_Excerpt to read_
★ ★ ★ ★ ★

1 Introduction

Propylene has been used as feedstock for the production of polypropylene and its derivatives such as acrylonitrile, oxo alcohols, propylene oxide and cumene in the petrochemical industry. Most of the propylene, however, is produced as a by-product of ethylene production by the naphtha steam cracking and of gasoline production by fluid catalytic cracking (FCC). Due to the growing demand for propylene and the shortage of petroleum resources in the future, new processes with high yield of propylene are required [1].

The methanol-to-propylene (MTP) process has been highlighted in the past few years as an attractive alternative method for propylene production, since methanol could be simply produced from natural gas, coal, and biomass. The zeotypes or acidic zeolites, such as HSAPO-34 and HZSM-5, have been used as catalysts in the MTO and/or MTP processes [18]. The important factors influencing olefin selectivity in methanol conversion are the temperature of the reaction and the acidic property of catalyst. It was reported that the propylene selectivity was enhanced by a cooperative effect of increased reaction temperature and increased SiO2/Al2O3 ratio of HZSM-5 [3], and improved with decreasing HZSM-5 crystal size [4]. Propylene selectivity and the propylene/ethylene ratio (P/E) could be improved by modifying HZSM-5 catalyst through the ZrO2 and H3PO4 addition [5] and alkaline treatment [1]. The decrease of the partial pressure of methanol by use of excessive carrier gas or feed with low methanol/water ratio leads to a higher yield of light olefins [2, 6].

Zeotype materials and acidic zeolites need to be bound with binder to produce a desired physical shape and mechanical strength for industrial applications because of their poor self-binding property. However, binders can affect the physicochemical properties of catalyst and these changes can have a strong influence on the catalytic activity and selectivity [914].

In this work, silica, alumina and aluminum phosphate solution (APS) were selected as binders and their effects on the acidic property, the mechanical strength and catalytic performance of HZSM-5 zeolite for MTP reaction were investigated in the single and also binary binder system.

★ ★ ★ ★ ★

_To-do list_
**A.** According to the introduction, which three binders were selected for this work?
**B.** Write out the introduction from "Zeotype materials and" up to and including "and selectivity [914].", substituting "weak self-binding property" for "poor self-binding property".

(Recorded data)

★ ★ ★ ★ ★

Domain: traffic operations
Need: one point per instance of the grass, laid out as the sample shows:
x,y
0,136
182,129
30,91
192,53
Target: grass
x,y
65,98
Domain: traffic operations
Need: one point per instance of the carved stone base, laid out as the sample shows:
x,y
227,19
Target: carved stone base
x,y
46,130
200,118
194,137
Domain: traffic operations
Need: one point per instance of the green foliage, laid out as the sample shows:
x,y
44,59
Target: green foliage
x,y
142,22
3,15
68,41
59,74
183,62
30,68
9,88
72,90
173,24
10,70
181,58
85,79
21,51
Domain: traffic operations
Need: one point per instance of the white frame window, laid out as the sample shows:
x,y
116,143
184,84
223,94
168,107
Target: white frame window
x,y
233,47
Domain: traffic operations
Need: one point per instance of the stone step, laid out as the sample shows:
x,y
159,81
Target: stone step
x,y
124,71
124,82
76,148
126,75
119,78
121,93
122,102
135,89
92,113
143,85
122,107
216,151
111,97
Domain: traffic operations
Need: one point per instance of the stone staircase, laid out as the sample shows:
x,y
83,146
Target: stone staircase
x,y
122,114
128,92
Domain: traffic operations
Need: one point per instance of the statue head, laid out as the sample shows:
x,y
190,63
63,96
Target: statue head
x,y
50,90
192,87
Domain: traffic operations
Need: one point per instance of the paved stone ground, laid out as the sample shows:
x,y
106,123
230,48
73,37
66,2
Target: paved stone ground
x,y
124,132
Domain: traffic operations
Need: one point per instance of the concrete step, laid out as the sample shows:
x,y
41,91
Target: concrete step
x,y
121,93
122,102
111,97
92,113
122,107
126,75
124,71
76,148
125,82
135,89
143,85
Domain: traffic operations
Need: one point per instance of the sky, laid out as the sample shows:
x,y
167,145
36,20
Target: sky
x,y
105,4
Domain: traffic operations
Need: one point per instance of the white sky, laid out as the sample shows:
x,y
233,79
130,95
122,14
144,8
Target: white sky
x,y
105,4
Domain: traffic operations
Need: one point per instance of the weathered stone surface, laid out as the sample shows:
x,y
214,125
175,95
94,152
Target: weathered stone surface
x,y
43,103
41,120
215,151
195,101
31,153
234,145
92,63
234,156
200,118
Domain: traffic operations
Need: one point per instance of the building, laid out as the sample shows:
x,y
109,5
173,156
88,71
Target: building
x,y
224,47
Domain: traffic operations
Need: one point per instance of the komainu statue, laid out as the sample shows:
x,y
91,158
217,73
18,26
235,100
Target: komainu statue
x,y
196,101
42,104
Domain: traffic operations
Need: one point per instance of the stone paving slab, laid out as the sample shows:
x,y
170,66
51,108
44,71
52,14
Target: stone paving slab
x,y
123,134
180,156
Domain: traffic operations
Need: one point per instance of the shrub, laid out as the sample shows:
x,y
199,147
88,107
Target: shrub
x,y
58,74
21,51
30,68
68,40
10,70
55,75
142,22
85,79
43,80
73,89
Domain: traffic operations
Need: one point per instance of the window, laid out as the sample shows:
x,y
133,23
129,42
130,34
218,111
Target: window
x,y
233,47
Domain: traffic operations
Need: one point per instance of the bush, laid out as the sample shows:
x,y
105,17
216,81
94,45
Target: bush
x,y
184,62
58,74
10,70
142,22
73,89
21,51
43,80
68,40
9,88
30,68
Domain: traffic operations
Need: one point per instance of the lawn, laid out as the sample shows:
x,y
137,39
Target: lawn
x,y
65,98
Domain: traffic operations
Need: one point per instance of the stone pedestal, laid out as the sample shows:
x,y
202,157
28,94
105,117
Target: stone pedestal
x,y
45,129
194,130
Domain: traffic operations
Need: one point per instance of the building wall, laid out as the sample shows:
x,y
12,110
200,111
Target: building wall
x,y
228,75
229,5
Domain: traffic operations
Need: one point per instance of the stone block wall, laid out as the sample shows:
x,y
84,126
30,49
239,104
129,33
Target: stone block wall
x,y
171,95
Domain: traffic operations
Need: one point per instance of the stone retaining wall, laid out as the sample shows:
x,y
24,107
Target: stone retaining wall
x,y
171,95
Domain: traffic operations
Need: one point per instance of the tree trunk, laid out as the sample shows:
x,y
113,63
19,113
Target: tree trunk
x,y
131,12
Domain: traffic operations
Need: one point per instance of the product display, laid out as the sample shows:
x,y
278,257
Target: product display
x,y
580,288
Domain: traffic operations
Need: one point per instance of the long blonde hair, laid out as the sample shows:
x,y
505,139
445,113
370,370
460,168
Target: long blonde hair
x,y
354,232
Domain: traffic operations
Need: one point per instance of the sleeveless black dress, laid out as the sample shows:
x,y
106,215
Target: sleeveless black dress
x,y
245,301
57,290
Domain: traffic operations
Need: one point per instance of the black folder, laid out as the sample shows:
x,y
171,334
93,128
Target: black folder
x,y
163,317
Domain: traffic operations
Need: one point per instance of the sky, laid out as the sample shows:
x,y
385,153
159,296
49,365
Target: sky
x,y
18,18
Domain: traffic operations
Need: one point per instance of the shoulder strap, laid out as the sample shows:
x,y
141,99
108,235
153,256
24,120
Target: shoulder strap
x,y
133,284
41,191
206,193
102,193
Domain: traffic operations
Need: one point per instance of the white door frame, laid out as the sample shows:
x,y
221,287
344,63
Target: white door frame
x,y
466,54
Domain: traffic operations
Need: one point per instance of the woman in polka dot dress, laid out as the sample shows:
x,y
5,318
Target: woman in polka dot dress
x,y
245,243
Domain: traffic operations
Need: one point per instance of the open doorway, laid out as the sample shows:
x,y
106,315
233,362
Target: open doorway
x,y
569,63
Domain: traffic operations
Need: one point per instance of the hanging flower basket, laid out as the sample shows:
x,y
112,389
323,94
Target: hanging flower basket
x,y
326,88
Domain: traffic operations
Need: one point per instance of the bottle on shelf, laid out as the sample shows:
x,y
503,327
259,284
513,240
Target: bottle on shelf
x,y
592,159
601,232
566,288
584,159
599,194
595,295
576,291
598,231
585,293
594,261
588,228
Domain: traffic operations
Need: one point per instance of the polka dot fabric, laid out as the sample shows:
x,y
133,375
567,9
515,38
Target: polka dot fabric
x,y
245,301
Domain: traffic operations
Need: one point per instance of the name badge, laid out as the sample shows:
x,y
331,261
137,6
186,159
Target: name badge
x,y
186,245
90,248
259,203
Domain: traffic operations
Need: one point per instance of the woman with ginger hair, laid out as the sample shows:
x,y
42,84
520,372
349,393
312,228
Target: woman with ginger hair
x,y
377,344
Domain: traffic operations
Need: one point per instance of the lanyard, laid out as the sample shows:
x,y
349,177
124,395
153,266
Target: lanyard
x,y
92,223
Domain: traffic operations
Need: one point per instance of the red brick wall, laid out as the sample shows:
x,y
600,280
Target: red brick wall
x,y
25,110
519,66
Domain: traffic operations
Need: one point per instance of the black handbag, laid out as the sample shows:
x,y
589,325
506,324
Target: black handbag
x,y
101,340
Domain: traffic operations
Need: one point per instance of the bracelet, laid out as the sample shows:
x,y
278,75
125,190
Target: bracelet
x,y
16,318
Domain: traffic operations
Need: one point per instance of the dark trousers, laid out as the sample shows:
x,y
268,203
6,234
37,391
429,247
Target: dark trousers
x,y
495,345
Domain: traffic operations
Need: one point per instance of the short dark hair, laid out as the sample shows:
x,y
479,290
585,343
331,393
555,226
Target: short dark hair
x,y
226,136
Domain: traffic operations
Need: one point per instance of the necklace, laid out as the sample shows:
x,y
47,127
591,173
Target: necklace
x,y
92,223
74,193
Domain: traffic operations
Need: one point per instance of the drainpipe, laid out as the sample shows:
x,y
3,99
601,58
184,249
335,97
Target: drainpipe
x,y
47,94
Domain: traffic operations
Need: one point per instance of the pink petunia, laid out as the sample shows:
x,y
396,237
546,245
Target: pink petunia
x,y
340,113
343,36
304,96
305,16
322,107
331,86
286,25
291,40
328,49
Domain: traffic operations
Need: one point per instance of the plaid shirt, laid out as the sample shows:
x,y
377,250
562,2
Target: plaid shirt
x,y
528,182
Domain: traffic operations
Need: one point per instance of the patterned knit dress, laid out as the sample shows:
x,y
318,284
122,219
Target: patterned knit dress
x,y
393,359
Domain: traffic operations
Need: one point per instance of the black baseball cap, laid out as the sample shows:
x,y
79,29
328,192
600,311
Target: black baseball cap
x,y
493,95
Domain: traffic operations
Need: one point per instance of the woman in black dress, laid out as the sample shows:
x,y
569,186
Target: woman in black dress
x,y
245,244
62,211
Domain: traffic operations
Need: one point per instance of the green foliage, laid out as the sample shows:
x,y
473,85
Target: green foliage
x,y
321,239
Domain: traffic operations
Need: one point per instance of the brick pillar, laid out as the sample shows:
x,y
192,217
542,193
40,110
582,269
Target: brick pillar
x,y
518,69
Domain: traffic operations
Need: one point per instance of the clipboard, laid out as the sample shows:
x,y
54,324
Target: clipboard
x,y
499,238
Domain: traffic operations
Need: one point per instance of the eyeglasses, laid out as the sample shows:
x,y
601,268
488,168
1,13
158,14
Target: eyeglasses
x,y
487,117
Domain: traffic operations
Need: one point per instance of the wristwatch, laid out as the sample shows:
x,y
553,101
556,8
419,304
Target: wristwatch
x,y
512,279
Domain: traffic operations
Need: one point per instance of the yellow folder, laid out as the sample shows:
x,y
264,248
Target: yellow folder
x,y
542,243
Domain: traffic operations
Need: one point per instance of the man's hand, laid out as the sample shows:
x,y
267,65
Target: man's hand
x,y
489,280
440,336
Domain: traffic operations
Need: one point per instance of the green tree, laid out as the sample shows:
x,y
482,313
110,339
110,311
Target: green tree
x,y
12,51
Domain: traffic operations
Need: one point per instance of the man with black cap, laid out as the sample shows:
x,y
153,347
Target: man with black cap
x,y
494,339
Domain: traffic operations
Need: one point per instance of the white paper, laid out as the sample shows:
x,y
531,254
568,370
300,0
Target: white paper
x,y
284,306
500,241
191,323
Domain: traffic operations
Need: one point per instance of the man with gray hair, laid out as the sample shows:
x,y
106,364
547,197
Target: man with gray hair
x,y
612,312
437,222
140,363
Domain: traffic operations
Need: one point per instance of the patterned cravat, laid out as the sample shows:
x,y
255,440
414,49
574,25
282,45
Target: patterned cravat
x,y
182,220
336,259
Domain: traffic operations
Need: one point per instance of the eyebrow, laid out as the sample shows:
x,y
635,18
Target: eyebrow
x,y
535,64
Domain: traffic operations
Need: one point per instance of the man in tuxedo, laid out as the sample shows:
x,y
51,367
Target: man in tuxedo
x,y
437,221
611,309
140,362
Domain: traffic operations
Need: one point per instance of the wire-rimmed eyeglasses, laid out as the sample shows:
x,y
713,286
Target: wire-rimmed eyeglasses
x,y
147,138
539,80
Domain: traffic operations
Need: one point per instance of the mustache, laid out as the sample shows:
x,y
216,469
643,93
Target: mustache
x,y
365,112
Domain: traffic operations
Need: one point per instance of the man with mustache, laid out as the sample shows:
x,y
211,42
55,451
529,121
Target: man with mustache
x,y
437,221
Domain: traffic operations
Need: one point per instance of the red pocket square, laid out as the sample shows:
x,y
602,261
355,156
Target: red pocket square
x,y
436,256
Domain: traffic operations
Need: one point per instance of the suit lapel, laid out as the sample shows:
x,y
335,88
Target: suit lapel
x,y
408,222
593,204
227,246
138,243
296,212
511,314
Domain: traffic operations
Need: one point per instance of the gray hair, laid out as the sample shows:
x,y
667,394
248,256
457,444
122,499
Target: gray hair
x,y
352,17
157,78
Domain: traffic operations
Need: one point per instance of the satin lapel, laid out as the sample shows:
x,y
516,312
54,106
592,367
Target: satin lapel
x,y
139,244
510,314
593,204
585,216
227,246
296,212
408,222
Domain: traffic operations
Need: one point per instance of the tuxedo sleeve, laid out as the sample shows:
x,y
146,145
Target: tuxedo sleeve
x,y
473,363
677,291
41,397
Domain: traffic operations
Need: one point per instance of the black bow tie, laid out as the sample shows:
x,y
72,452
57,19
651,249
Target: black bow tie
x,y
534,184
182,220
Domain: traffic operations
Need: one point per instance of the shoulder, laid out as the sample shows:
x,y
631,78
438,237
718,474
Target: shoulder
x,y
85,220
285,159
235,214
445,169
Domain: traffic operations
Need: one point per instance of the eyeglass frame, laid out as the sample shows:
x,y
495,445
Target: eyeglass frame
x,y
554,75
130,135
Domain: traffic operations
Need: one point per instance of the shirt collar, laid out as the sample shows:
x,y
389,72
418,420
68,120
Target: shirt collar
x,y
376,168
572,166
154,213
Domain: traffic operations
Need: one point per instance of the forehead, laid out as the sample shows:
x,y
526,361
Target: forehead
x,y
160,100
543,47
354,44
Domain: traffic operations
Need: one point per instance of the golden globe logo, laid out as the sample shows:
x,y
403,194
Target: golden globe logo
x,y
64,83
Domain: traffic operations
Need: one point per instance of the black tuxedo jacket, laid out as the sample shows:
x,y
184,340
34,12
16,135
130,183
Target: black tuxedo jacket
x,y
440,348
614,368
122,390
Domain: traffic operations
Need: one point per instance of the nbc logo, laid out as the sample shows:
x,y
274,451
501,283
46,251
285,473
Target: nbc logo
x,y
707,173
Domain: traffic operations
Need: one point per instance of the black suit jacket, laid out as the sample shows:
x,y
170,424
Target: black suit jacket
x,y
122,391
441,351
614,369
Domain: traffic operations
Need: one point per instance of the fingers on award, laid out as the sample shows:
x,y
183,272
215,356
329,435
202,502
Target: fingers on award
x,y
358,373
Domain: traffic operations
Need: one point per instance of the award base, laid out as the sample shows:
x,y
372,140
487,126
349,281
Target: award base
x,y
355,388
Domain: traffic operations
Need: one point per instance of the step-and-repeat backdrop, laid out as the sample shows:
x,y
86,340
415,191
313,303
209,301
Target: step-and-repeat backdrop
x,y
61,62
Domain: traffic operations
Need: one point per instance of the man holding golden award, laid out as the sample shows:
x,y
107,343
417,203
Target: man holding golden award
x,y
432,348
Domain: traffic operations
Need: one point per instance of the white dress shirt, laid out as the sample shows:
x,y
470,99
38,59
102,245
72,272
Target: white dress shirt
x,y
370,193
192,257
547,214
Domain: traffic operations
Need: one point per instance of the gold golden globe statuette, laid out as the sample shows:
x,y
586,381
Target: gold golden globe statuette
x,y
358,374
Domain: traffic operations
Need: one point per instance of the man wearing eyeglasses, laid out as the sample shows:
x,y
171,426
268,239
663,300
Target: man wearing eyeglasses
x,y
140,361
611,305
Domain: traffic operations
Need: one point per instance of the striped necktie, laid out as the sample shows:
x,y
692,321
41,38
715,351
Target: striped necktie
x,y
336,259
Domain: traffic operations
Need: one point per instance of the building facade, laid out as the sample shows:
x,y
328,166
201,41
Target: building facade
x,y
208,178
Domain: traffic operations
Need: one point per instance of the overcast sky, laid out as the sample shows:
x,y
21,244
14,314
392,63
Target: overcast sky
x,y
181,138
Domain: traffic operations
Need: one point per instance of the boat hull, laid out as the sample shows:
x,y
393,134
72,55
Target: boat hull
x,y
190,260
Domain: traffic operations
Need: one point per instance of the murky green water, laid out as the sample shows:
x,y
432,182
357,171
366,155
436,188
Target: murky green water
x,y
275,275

★ ★ ★ ★ ★

_Completed exercise_
**A.** Silica, alumina and aluminum phosphate solution (APS).

**B.**
Zeotype materials and acidic zeolites need to be bound with binder to produce a desired physical shape and mechanical strength for industrial applications because of their weak self-binding property. However, binders can affect the physicochemical properties of catalyst and these changes can have a strong influence on the catalytic activity and selectivity [914].